◆ PASSAGE TO READ ◆
Saturday, 12 January 2008

Urgent Appeal for Clemency and Pardon

Sri Lankan national and domestic worker Rizana Nafeek was sentenced to death on 16 June after being accused of murdering a baby of four months while, aged 17 years, she was employed as a cleaner and for other household duties. She had only been working in the household for a few days when given the duty of feeding the infant. When attempting to bottle feed the child it choked, resulting in its death. Her working day began at 3am and continued until very late each night. Herself a child, she was tasked with looking after 10 children.

Saudi Arabia is a state party to the Convention on the Rights of the Child (CRC), which expressly prohibits the execution of offenders for crimes committed when they were under 18 years old. Rizana Nafeek has appealed against her sentence, but if her appeal is unsuccessful she could be executed within days.

She was arrested in May 2005 in Jeddah on charges of murdering an infant in her care. She had no access to lawyers either during interrogation or at her trial and was believed to have confessed to the murder during police questioning. She has since retracted her confession.

◆ PROBLEM TO WORK ON ◆
Reproduce the clemency appeal above, from "Urgent Appeal for" down to "after 10 children.", word for word.

◆ GIVEN RECORDS ◆

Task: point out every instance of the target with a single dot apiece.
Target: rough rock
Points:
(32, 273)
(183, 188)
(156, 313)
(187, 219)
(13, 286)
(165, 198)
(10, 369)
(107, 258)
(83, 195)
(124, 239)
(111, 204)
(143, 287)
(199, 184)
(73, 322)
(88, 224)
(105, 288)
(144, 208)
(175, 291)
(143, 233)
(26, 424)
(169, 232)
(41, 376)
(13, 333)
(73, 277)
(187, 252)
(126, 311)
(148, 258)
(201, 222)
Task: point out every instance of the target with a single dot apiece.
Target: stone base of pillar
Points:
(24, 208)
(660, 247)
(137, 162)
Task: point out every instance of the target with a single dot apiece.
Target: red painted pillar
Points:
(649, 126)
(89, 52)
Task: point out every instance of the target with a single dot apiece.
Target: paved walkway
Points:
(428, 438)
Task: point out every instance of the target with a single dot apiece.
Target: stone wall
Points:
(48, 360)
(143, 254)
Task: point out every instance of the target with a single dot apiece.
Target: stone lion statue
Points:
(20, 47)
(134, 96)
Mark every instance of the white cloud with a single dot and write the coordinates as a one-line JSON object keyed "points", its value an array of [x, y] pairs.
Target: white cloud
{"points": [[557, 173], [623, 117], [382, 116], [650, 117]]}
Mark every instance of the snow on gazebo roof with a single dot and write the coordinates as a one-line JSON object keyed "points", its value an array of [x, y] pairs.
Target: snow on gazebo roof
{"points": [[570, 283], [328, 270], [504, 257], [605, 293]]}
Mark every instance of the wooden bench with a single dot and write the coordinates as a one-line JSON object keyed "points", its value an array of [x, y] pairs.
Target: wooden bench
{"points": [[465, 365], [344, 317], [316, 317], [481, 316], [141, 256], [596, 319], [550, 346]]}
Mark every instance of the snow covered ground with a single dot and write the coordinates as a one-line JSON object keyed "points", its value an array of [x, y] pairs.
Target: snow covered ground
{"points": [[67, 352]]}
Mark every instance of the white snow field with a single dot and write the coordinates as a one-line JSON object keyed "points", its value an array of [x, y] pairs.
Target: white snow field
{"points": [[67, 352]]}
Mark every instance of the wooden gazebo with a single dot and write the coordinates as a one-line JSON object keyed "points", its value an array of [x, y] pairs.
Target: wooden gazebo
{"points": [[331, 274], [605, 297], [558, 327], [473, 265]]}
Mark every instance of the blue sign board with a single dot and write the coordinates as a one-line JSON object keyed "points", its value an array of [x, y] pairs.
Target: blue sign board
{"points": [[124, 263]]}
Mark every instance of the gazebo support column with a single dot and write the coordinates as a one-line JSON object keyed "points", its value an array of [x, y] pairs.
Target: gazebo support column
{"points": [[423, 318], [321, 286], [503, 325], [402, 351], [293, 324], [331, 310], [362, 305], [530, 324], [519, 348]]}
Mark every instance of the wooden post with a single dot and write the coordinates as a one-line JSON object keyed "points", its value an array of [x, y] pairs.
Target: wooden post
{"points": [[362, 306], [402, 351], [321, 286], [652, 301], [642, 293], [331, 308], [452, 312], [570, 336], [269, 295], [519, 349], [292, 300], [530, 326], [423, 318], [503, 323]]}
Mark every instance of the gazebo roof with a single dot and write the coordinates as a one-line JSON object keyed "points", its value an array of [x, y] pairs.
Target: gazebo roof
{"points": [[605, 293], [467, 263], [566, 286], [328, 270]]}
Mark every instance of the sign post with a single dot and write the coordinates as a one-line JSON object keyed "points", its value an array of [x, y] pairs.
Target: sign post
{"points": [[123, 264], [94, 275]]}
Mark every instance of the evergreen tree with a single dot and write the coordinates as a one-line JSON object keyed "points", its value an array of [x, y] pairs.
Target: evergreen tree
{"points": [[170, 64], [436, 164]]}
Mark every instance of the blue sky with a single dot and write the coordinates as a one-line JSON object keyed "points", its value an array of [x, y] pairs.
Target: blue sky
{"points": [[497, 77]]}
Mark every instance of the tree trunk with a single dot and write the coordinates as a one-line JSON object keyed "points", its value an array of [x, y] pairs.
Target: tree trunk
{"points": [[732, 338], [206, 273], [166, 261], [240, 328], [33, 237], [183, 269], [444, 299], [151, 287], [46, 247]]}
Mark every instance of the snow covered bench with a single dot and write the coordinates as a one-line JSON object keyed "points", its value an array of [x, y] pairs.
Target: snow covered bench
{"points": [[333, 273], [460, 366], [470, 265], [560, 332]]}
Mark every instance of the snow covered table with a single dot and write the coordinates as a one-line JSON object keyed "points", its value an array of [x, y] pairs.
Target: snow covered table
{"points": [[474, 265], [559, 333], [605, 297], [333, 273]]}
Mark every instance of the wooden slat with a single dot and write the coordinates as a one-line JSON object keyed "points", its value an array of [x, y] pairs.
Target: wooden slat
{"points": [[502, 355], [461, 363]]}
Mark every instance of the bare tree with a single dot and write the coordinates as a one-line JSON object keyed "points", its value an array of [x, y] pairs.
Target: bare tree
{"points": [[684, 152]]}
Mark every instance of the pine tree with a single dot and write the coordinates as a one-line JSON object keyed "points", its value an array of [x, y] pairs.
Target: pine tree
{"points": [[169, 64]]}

◆ SOLUTION BELOW ◆
Urgent Appeal for Clemency and Pardon

Sri Lankan national and domestic worker Rizana Nafeek was sentenced to death on 16 June after being accused of murdering a baby of four months while, aged 17 years, she was employed as a cleaner and for other household duties. She had only been working in the household for a few days when given the duty of feeding the infant. When attempting to bottle feed the child it choked, resulting in its death. Her working day began at 3am and continued until very late each night. Herself a child, she was tasked with looking after 10 children.